GIVEN TASK 1:
Return every line of the records that contains the string "leaf". Case counts.

PASSAGE PROVIDED:
# is this r4 website legit also what to choose



## mega j (May 30, 2019)

https://www.r43ds.org/products/R4i-Gold-Pro-and-4GB-Micro-SD.html 

this is the site i found that these claim to have brand new cards that passed the update barrier i don't which either the one on top or the dual core one since this is the new website in all


----------



## BaamAlex (May 30, 2019)

Try this *card*.


----------



## mega j (May 30, 2019)

https://www.nds-card.com/ProShow.asp?ProID=490 isn't this one better through ? its gold too but upgraded so i can play 3ds homebrew such as jksm or checkpoint mainly its saves and hacking my 3ds games not ds also isn't out dated he magnet trick ?


----------



## BaamAlex (May 30, 2019)

This one has a timebomb iirc. My linked card not 
Whether better or not, it is important that the cards can play the Roms.


----------



## larrypretty (Jun 1, 2019)

https://www.r43ds.org/products/R4i-Gold-Pro-and-4GB-Micro-SD.html
This one comes with Timebomb, don't buy it.
https://www.nds-card.com/ProShow.asp?ProID=490
This one is My R4 card, but I bought it from USPS supported site Mod3dscard, nds is only shipping from CN.


----------



## Undwiz (Jun 1, 2019)

Just mod the thing ... it's free


----------



## BaamAlex (Jun 12, 2019)

Hope1990 said:


> I also have purchased one r4i gold pro from Flashcarda.com, but I find it has timebomb, and r4i gold 3ds plus do not has timebomb, if you want to buy, I will recommend r4i gold 3ds plu


Oh yeah. And buy from *here*.


----------

THE RECORDS:
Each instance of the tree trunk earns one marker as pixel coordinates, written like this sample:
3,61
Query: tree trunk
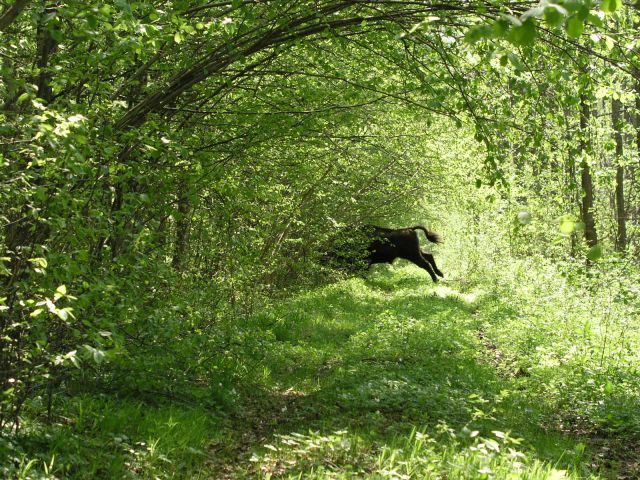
11,13
586,207
621,214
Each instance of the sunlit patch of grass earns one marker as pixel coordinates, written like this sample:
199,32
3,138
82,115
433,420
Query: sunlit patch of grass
107,438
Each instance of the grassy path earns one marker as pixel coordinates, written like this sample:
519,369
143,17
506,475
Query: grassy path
388,377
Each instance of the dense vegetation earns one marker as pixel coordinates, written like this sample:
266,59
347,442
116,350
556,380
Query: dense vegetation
171,173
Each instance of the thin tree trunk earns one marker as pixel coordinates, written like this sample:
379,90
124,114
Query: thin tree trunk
11,13
621,214
586,207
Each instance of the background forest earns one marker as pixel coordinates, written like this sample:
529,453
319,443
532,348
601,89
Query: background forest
171,173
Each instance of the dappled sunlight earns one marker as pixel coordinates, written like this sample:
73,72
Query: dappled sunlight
390,381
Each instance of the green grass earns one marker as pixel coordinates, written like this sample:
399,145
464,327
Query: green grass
388,377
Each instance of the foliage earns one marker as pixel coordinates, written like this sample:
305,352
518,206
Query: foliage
171,171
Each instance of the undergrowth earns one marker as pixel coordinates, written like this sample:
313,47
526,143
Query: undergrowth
382,377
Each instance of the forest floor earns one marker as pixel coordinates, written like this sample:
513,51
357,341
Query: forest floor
387,377
393,377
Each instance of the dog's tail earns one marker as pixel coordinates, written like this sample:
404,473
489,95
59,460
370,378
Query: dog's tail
433,237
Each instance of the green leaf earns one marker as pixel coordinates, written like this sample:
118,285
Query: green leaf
595,252
61,291
610,6
554,14
56,35
524,34
567,224
574,27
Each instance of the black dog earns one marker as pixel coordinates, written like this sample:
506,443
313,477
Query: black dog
368,244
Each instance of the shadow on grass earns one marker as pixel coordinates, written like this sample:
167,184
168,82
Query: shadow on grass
382,358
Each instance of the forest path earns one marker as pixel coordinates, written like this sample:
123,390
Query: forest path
389,377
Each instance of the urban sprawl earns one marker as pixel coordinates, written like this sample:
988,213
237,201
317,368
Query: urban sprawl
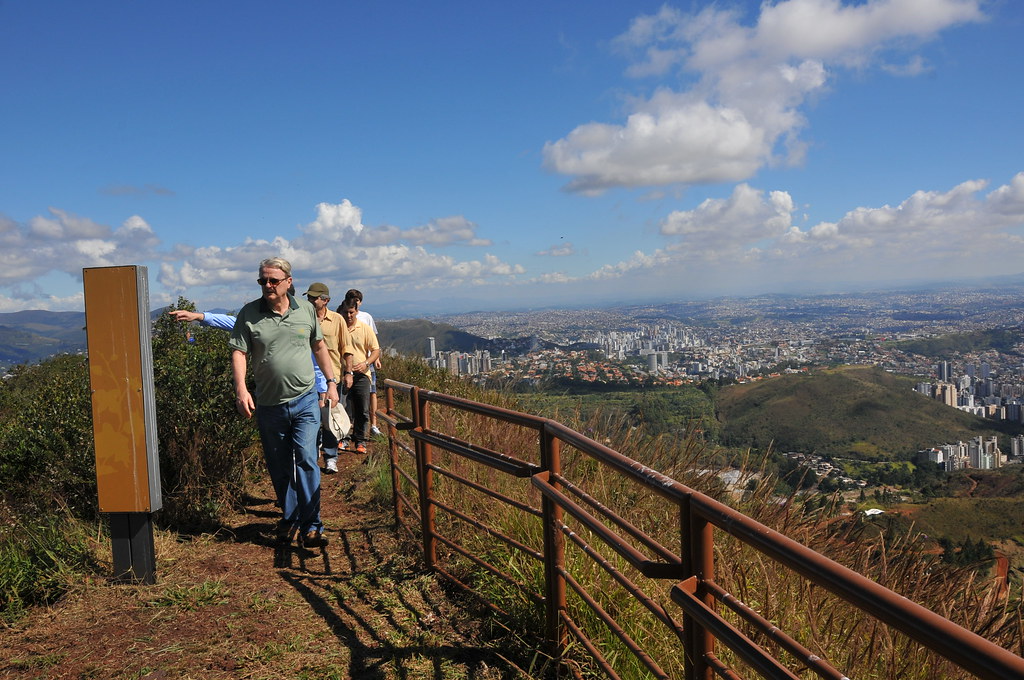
759,338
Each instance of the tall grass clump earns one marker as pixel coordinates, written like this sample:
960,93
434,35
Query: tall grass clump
851,640
40,560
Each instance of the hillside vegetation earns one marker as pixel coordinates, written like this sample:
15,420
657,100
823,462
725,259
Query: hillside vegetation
856,412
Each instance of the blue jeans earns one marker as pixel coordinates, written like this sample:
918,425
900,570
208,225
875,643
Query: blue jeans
357,404
288,432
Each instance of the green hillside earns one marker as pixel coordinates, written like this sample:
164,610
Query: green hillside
410,337
857,412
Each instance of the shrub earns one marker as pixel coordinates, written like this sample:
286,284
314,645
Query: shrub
46,450
205,447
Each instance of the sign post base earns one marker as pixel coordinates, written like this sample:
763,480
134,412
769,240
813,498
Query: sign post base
131,543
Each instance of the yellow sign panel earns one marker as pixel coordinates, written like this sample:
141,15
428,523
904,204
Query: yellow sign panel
121,374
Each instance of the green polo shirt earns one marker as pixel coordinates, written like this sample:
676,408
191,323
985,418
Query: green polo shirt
279,347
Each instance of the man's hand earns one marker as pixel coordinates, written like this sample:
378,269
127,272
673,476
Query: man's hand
245,405
185,315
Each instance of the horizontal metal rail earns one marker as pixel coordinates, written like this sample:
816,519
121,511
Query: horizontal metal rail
691,571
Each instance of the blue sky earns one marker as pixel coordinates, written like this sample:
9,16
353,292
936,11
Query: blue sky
457,155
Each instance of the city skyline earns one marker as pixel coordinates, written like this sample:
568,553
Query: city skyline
469,157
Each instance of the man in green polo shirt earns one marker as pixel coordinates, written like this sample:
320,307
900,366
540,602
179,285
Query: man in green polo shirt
276,333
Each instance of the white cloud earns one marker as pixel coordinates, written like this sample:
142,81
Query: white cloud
563,249
750,235
67,243
339,249
743,218
741,111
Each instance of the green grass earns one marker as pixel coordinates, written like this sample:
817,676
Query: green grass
40,561
958,518
188,598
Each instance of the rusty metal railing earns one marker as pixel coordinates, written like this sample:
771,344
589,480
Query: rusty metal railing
711,618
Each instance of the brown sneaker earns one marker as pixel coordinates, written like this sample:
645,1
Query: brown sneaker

GIVEN TASK 2:
In the forum thread about R4 cards, where does larrypretty say nds ships from?

EXPECTED OUTPUT 1:
Each instance of the green leaf earns one marker as pixel coordinates, written like this sample:
Query: green leaf

EXPECTED OUTPUT 2:
Only from CN.